'''
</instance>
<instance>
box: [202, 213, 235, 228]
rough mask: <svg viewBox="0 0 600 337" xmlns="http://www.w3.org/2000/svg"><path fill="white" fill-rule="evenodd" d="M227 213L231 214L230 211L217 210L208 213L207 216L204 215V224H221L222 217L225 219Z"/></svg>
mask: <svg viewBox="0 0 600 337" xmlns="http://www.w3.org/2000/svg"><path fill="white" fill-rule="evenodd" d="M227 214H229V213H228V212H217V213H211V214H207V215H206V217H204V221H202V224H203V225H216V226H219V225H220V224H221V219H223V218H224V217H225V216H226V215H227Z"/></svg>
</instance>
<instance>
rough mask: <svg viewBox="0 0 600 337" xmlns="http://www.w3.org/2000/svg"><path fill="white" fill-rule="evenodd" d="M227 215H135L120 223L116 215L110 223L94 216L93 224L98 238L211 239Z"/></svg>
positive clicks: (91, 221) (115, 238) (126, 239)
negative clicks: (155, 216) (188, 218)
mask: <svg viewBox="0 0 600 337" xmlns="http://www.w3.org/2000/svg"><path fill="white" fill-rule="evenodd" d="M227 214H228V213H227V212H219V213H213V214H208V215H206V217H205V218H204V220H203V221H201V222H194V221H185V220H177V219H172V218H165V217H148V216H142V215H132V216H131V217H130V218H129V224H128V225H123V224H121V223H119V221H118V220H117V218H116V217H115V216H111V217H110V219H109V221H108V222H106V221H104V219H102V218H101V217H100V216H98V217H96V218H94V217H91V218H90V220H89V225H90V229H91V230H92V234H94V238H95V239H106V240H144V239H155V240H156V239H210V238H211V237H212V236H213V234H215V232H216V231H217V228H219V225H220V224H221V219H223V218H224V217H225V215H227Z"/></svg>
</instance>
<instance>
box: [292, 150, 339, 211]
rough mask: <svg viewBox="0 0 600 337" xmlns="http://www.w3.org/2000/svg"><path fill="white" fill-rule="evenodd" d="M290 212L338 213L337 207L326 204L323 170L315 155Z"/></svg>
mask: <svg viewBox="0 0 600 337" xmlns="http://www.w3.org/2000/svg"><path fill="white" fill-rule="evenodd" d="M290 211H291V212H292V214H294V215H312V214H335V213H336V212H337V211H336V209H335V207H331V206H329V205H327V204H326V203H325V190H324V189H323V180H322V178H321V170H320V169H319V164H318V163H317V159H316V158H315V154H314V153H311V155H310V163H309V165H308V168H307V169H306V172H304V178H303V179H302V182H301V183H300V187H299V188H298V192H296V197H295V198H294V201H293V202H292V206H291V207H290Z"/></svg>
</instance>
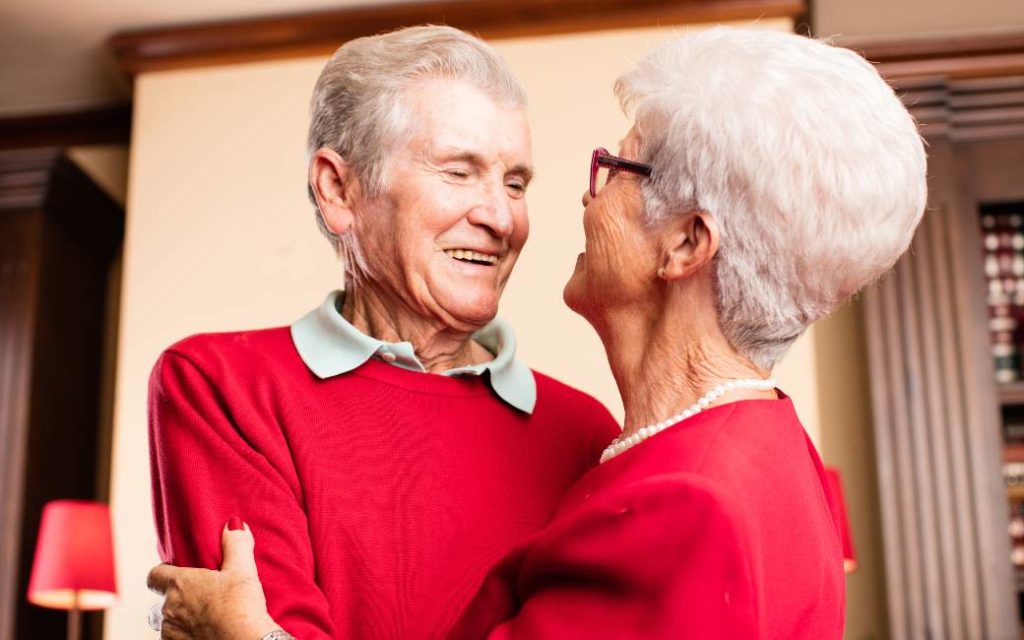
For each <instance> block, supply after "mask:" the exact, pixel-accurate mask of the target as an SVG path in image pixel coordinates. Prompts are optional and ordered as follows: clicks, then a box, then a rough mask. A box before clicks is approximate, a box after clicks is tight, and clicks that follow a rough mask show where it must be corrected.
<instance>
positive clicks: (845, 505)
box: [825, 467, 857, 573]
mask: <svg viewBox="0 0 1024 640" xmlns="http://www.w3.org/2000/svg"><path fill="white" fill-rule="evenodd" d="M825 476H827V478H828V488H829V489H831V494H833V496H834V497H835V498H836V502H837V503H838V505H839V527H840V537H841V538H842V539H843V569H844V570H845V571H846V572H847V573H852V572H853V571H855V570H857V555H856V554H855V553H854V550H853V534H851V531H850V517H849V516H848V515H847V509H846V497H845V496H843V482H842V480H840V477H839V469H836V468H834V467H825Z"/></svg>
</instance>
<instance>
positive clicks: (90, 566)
'''
EXERCISE:
State how many lines of the entries contain the string "clicks", treating case as significant. Give only the number.

EXERCISE RESPONSE:
5